§ **Your objective**:
Exactly the lines from the beginning of the material to the line with "pixel 510 250" are to be repeated, both ends included.

══════════════════════════════

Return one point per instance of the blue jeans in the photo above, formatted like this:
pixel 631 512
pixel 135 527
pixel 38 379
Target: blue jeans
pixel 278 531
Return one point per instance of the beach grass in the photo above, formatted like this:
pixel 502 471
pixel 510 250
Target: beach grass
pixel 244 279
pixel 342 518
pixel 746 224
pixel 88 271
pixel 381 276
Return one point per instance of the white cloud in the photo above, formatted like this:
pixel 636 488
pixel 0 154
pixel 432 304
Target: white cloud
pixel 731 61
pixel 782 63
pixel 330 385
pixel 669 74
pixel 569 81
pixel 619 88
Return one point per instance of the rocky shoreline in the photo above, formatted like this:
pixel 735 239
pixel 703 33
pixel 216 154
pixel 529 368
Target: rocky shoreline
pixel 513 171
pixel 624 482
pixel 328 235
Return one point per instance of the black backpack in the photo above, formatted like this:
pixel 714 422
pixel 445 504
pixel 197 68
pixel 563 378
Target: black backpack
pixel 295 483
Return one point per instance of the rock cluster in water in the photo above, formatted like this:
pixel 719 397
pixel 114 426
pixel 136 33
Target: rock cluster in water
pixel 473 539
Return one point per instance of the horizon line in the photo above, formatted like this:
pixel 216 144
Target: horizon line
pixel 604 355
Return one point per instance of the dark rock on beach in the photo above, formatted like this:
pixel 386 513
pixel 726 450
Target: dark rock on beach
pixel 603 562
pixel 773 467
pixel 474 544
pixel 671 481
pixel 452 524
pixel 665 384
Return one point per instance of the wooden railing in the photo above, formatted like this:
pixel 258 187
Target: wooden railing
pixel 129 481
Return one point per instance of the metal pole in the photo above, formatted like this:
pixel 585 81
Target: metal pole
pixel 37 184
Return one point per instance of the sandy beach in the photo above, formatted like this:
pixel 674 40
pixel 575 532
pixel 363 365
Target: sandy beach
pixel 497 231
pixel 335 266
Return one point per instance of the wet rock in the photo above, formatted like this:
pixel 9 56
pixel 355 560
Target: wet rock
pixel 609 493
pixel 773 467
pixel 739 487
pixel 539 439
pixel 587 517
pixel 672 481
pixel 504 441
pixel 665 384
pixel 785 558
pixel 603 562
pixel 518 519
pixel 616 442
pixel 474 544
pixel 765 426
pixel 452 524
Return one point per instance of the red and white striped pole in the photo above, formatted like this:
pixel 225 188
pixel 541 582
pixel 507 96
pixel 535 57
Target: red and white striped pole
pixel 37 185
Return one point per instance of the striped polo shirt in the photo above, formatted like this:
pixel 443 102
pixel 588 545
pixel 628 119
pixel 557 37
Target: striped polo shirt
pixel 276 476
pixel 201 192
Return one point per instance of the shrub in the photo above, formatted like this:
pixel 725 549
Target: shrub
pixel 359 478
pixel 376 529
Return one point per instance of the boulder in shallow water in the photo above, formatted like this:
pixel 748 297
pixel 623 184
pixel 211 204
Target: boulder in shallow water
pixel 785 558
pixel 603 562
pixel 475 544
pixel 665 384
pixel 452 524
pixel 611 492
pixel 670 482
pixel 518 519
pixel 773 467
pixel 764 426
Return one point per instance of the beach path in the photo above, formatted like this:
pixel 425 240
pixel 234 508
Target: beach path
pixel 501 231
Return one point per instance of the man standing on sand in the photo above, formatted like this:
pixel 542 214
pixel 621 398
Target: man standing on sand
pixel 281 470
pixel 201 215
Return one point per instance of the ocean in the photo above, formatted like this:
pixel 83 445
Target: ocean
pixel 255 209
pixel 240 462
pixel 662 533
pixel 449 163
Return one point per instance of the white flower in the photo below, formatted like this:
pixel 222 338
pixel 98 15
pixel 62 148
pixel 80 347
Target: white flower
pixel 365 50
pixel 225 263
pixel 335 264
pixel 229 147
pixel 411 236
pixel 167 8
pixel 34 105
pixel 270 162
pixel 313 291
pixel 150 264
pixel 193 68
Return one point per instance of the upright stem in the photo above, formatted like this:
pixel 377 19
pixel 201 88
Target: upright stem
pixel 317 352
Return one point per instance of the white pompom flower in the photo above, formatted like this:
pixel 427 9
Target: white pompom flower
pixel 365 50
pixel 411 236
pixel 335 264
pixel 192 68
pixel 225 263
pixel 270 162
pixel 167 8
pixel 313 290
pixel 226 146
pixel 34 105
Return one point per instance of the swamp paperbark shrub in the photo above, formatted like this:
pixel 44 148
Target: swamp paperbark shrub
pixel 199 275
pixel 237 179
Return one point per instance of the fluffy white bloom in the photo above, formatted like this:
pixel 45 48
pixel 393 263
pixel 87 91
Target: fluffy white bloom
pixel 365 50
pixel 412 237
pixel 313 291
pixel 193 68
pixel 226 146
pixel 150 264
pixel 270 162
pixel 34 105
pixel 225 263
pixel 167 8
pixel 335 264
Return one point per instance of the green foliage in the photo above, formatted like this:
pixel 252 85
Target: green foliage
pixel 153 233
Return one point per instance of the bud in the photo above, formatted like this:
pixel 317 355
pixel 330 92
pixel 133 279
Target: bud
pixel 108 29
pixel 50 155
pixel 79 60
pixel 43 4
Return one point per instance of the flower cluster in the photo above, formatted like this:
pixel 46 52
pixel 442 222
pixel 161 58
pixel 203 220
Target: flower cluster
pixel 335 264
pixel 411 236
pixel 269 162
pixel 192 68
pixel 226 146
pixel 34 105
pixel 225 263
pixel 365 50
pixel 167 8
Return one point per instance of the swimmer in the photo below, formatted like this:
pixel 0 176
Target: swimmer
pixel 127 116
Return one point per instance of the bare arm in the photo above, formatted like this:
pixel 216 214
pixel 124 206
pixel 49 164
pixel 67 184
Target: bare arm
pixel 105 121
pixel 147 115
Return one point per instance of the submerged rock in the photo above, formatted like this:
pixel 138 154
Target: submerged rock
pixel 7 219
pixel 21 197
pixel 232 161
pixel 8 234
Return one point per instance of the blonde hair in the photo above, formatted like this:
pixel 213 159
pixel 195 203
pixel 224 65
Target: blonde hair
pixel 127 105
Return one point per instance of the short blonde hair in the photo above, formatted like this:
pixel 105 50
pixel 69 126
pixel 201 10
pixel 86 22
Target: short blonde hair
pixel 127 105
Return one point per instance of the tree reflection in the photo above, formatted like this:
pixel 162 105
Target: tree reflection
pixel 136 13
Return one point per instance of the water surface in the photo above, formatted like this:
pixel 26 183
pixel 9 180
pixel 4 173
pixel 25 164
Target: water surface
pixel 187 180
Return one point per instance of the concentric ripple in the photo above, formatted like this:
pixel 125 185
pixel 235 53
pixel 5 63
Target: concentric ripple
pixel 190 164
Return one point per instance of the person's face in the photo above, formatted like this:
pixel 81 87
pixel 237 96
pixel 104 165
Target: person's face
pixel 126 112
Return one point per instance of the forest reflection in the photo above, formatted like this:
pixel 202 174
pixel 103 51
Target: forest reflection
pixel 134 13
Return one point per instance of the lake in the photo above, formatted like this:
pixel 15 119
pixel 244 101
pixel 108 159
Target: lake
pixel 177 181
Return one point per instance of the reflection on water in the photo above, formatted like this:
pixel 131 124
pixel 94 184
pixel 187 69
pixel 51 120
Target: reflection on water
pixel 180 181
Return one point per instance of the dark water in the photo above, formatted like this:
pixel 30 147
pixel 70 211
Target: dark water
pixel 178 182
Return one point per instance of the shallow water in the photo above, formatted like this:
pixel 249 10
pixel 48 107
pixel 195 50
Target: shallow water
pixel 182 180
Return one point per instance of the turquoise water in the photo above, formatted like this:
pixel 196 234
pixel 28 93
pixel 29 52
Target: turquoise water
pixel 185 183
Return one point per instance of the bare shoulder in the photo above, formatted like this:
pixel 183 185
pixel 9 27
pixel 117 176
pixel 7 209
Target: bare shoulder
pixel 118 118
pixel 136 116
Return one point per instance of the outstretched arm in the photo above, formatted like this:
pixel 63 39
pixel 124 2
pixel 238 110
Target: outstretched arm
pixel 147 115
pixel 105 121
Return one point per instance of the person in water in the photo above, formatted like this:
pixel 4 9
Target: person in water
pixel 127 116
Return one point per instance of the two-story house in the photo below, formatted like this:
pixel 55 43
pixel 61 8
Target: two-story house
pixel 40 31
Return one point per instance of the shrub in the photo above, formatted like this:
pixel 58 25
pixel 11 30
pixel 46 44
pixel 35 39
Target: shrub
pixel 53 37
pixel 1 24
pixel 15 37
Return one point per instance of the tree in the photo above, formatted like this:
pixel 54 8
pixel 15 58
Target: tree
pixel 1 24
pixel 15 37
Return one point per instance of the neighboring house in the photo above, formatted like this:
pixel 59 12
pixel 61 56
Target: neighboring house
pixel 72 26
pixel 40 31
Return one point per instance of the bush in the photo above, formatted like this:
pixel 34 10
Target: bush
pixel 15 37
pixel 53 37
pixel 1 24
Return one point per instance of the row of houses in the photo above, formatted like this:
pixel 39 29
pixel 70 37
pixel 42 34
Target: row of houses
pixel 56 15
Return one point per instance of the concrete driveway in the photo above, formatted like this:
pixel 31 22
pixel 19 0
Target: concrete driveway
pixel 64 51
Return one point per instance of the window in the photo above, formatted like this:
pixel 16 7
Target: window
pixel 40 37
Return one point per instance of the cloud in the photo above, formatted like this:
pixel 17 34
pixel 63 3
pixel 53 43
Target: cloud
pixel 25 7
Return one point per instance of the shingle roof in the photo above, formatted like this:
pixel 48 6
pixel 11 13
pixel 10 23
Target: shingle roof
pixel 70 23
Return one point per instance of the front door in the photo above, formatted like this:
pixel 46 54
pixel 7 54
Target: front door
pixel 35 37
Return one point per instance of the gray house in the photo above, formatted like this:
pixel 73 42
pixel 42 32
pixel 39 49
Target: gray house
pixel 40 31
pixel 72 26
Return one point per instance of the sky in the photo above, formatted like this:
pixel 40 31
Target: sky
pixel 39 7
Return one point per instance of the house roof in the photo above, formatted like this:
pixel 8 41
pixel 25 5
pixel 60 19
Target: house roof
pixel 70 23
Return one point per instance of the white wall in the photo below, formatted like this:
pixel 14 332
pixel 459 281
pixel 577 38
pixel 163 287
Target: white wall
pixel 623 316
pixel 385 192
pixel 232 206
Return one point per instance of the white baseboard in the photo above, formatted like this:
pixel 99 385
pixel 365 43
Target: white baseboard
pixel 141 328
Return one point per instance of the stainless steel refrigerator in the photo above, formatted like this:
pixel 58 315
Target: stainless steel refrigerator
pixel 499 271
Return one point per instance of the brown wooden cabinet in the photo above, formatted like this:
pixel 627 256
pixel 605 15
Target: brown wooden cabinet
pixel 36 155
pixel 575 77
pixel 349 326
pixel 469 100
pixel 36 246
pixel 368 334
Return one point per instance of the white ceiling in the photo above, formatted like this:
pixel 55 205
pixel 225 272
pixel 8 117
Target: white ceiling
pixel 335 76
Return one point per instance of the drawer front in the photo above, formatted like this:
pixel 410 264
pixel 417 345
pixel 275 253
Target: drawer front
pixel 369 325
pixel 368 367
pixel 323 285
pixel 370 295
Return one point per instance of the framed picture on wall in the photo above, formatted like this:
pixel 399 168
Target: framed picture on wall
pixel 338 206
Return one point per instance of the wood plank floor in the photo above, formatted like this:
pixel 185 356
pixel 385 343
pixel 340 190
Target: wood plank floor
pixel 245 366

══════════════════════════════

§ **Exercise response**:
Return one point per instance of the blue jeans in the photo above, formatted like this:
pixel 631 512
pixel 135 527
pixel 38 379
Target: blue jeans
pixel 278 531
Return one point per instance of the beach grass in the photo above, formatted like this:
pixel 502 471
pixel 510 250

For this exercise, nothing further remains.